Text shown section start

Despite such polarized views on the mascot situation from different members of the Bellefonte community, or maybe because of them, the situation is unlikely to be resolved any time soon. School administrators have been reluctant to change. 

At a Bellefonte Area School District Board of Directors meeting in mid-October, members debated over whether the nine-person board should decide the fate of the mascot or open it up to a public referendum. 

Board President Jon Guizar fears coming to a decision to either change the mascot or keep it as it is would create “more animosity” and “more division” in the community. Rather than move quickly to affect change, Guizar would prefer that the board and school district as a whole take their time. 

“Rushing a decision to keep the mascot has the potential to really miss some opportunities for growth and real understanding of the decision,” Guizar said. “Rushing the process is the key I’m trying to avoid.”

As board members like Guizar stay committed to neutrality and the search for a “happy medium,” the Red Raiders are here to stay at least into the near future. Guizar will continue to lean on historical precedents and anticipates a methodical transition for Bellefonte’s mascot.

Text shown section end
Information supplied section start

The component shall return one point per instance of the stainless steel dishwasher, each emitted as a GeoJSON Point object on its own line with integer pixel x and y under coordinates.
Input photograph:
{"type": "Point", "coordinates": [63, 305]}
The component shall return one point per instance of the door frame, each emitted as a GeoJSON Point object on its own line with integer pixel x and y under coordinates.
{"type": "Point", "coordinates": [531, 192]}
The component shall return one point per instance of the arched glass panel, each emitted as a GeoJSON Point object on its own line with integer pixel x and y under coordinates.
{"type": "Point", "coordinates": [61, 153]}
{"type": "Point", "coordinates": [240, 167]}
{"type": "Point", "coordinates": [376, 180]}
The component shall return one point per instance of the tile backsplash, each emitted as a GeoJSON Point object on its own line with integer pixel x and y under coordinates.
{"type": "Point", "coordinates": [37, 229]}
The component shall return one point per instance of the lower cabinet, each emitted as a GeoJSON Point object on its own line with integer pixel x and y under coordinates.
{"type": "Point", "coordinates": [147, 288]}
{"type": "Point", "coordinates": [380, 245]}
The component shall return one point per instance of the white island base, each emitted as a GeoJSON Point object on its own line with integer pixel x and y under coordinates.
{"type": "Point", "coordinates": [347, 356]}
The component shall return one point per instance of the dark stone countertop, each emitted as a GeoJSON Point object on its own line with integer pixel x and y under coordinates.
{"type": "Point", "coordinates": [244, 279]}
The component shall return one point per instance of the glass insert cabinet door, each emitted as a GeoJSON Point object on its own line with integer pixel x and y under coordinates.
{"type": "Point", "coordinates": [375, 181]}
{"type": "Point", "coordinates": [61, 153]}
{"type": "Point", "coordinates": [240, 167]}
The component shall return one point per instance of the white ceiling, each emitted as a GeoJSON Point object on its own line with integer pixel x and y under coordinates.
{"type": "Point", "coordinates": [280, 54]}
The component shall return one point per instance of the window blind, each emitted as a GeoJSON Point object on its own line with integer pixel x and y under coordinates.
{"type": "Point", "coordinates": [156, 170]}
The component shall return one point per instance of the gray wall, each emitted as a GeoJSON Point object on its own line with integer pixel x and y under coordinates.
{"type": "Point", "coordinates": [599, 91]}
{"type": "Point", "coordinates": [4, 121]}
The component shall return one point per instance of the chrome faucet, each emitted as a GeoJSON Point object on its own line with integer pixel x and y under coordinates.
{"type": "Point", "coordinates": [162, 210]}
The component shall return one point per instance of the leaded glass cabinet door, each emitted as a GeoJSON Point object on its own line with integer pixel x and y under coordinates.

Information supplied section end

Duplicate the part of the Bellefonte mascot text from "Board President Jon" up to and including "take their time.".

Board President Jon Guizar fears coming to a decision to either change the mascot or keep it as it is would create “more animosity” and “more division” in the community. Rather than move quickly to affect change, Guizar would prefer that the board and school district as a whole take their time.